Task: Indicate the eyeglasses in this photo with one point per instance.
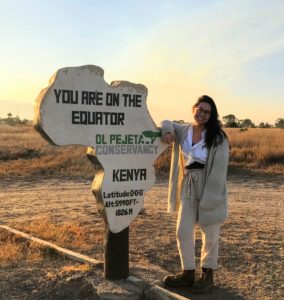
(201, 110)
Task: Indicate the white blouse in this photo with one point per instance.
(197, 152)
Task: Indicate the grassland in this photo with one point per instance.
(24, 153)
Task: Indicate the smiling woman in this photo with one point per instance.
(200, 158)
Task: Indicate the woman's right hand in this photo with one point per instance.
(167, 138)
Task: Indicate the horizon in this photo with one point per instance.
(179, 50)
(27, 108)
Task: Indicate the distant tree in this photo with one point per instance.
◆ ◆ ◆ ◆
> **Task details**
The lines to reproduce run from the one containing "Task: Indicate the grassland" to the last line of the listing; print them exactly, including both ends.

> **Output for this exercise**
Task: Indicate the grassland in this photo with one point per instance.
(24, 153)
Task: Indicate the smiling woman in this photo with one point per instance.
(200, 158)
Task: Indicate the woman's right hand in this photo with one point per instance.
(167, 138)
Task: Indicate the horizon in this photo with one point per instance.
(179, 50)
(27, 108)
Task: Indicate the distant tree in this photo with one point per instance.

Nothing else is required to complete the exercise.